* [DIRECTION A]:
In the records below, turn the lines from the one containing "If it's not too much trouble, could you box the wall-mounted" up to and including the one containing "[185,220,327,427]" into a numbered list, skipping any blank lines. List only those lines.

Monday 23 September 2013

The Prodigal Son: 12 Things You Didn’t Know

We’re all familiar with the story of the Prodigal Son – the rich man’s kid who demands his inheritance, then squanders it in wild living, ends up scrounging for food with the hogs, then returns home ashamed and in hopes of being a servant, but instead is welcomed home by his loving, forgiving dad.  What’s in this parable for us?
Dad ran for a very good reason! “In the first century, a Middle Eastern man never, never ran,” writes Matt Williams, of Biola’s Talbot School of Theology. “If he were to run, he would have to hitch up his tunic so he would not trip. If he did this, it would show his bare legs. In that culture, it was humiliating and shameful for a man to show his bare legs.”
“If a Jewish son lost his inheritance among Gentiles, and then returned home,” writes Williams, “the community would perform a ceremony, called the kezazah. They would break a large pot in front of him and yell, ‘You are now cut off from your people!’ The community would totally reject him. “So, why did the father run? He probably ran in order to get to his son before he entered the village.

* [DATASET EXCERPTS]:
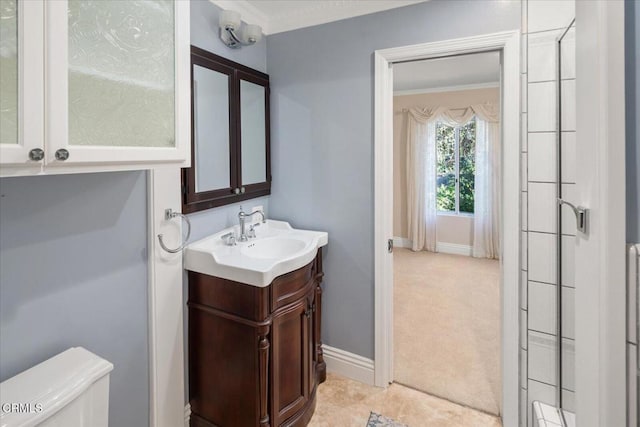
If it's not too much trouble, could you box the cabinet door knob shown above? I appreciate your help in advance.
[29,148,44,162]
[56,148,69,162]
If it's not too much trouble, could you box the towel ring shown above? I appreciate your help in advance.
[158,209,191,254]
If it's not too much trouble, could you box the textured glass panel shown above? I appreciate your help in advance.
[436,123,456,212]
[0,0,18,144]
[240,80,267,185]
[458,120,476,213]
[193,65,231,193]
[69,0,175,147]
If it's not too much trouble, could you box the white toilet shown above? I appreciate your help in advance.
[0,347,113,427]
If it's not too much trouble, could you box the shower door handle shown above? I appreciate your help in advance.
[558,198,589,234]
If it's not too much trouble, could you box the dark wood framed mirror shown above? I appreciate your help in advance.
[182,46,271,213]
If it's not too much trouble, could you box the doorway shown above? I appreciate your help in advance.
[374,32,520,425]
[392,51,501,416]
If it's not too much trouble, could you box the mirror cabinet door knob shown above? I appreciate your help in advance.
[56,148,69,162]
[29,148,44,161]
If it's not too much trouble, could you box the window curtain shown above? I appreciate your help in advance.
[407,104,500,258]
[407,110,437,252]
[473,107,501,259]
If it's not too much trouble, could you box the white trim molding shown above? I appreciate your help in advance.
[184,403,191,427]
[374,31,520,427]
[436,242,473,256]
[209,0,427,35]
[393,237,473,256]
[322,344,374,385]
[393,82,500,96]
[147,167,185,427]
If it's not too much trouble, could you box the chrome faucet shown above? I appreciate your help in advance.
[238,206,267,242]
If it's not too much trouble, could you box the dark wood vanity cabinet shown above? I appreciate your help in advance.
[188,251,326,427]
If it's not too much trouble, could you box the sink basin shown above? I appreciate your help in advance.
[184,220,328,287]
[240,237,307,259]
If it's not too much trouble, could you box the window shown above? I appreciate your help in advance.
[436,119,476,214]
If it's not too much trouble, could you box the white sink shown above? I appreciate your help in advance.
[240,237,307,259]
[184,220,328,287]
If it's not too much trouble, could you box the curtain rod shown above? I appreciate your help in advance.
[400,107,471,113]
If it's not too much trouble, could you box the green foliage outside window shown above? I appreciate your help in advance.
[436,120,476,213]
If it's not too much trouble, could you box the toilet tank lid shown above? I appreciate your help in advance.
[0,347,113,427]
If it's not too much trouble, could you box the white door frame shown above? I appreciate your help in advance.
[572,0,627,427]
[147,166,186,427]
[374,31,520,427]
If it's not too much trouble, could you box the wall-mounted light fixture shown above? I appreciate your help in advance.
[220,10,262,49]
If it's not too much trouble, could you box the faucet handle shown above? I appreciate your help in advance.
[247,222,260,239]
[220,231,236,246]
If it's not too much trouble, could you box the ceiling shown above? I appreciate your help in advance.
[393,52,500,95]
[209,0,428,35]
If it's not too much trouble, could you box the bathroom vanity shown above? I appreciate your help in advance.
[185,220,327,427]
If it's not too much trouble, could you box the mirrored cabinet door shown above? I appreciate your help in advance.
[239,73,270,191]
[192,64,235,193]
[182,46,271,213]
[183,52,238,211]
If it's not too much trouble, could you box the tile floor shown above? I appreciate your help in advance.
[309,373,502,427]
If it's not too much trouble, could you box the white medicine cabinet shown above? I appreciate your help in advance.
[0,0,191,176]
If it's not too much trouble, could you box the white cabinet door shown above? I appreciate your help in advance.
[45,0,190,167]
[0,0,44,175]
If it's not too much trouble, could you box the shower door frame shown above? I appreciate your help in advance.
[374,31,520,427]
[575,0,626,427]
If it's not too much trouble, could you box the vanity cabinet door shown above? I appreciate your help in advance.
[45,0,190,168]
[271,295,312,426]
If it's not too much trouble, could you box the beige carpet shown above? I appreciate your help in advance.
[394,249,501,414]
[308,373,502,427]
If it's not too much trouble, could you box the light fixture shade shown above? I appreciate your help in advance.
[219,10,241,31]
[243,24,262,43]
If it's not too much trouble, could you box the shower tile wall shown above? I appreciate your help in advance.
[520,0,575,427]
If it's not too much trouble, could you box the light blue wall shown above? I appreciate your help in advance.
[625,0,640,243]
[191,0,267,73]
[267,0,520,358]
[0,172,149,427]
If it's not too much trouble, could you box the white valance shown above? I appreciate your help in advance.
[408,103,500,126]
[406,103,501,258]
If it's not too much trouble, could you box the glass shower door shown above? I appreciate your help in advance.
[556,20,581,425]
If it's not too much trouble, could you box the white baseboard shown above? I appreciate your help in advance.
[184,403,191,427]
[393,237,473,256]
[393,237,412,248]
[322,344,374,385]
[436,242,473,256]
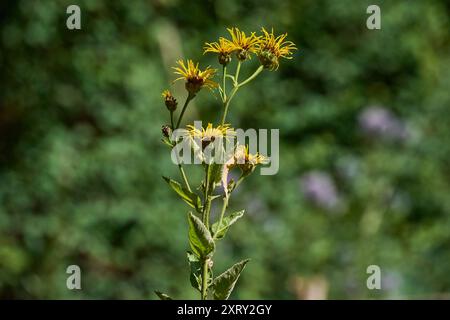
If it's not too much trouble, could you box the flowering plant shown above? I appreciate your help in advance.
[156,28,296,300]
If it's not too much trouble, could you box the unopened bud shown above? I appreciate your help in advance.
[162,90,178,112]
[161,124,172,138]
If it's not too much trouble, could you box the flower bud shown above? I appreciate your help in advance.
[236,49,250,61]
[219,53,231,66]
[258,51,279,71]
[161,124,172,138]
[162,90,178,112]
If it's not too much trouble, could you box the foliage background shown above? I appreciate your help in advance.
[0,0,450,299]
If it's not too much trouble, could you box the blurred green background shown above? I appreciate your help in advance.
[0,0,450,299]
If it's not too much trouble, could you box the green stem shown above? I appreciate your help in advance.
[178,164,192,192]
[221,86,239,125]
[213,197,228,239]
[221,62,264,125]
[175,93,195,129]
[222,65,227,102]
[234,61,241,86]
[201,258,208,300]
[202,164,211,228]
[238,66,264,87]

* [DIRECTION B]:
Reproduce the entire Prodigal Son article above word for word.

* [FULL ANSWER A]:
1. If it's not too much trouble, could you box the wall-mounted light fixture shown above? I appreciate your help in advance.
2. [220,10,262,49]
3. If it's not too much trouble, could you box the faucet handle shown above? I appreciate your help in advance.
4. [247,222,260,239]
5. [220,231,236,246]
6. If it's not too much trouble, could you box the ceiling shown above? I appreciate your help in advance.
7. [393,52,500,95]
8. [209,0,428,35]
9. If it's not too much trouble, could you box the bathroom vanity shown above? I appreciate your help in advance.
10. [185,220,327,427]

* [FULL ANSWER B]:
Monday 23 September 2013

The Prodigal Son: 12 Things You Didn’t Know

We’re all familiar with the story of the Prodigal Son – the rich man’s kid who demands his inheritance, then squanders it in wild living, ends up scrounging for food with the hogs, then returns home ashamed and in hopes of being a servant, but instead is welcomed home by his loving, forgiving dad.  What’s in this parable for us?
Dad ran for a very good reason! “In the first century, a Middle Eastern man never, never ran,” writes Matt Williams, of Biola’s Talbot School of Theology. “If he were to run, he would have to hitch up his tunic so he would not trip. If he did this, it would show his bare legs. In that culture, it was humiliating and shameful for a man to show his bare legs.”
“If a Jewish son lost his inheritance among Gentiles, and then returned home,” writes Williams, “the community would perform a ceremony, called the kezazah. They would break a large pot in front of him and yell, ‘You are now cut off from your people!’ The community would totally reject him. “So, why did the father run? He probably ran in order to get to his son before he entered the village.